:: What you need to do ::
Each line of the listing where the string "runner" appears is to be identified and copied.

------ Records shown

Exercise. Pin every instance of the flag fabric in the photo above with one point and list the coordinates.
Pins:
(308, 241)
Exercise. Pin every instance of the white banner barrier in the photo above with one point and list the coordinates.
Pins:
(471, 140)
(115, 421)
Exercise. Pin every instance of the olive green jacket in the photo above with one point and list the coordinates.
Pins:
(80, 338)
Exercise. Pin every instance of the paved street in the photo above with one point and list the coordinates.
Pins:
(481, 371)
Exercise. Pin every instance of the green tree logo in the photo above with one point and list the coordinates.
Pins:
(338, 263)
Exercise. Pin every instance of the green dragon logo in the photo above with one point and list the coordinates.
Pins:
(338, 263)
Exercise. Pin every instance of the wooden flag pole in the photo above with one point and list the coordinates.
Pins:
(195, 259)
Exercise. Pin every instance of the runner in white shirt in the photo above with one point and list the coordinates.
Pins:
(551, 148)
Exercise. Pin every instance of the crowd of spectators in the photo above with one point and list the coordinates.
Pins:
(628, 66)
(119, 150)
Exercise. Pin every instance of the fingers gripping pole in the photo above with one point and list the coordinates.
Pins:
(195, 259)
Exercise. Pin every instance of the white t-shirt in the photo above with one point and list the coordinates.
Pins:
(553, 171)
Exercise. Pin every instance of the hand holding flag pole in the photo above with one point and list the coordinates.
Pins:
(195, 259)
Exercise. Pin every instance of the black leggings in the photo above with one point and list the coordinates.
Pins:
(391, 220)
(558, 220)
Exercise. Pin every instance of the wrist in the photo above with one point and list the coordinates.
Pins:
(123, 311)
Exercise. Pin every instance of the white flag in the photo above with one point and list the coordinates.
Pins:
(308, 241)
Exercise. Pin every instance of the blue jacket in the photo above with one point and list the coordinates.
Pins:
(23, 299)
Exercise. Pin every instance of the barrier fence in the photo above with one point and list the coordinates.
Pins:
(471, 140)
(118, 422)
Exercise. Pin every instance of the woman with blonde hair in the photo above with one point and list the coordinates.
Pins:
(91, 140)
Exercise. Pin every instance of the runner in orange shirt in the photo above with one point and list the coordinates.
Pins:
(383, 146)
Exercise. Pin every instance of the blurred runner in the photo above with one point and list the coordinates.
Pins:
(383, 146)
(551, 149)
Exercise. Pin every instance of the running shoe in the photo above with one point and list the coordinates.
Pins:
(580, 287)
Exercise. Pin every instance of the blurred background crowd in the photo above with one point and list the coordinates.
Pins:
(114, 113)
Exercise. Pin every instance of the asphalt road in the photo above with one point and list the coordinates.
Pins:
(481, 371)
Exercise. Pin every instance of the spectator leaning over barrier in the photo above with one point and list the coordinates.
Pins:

------------

:: Result below ::
Exercise. Pin every instance of the runner in white shirt in the photo above with one point and list the coordinates.
Exercise. Pin every instance of the runner in orange shirt in the photo above with one point and list the coordinates.
Exercise. Pin every instance of the blurred runner in the photo above with one point and list the coordinates.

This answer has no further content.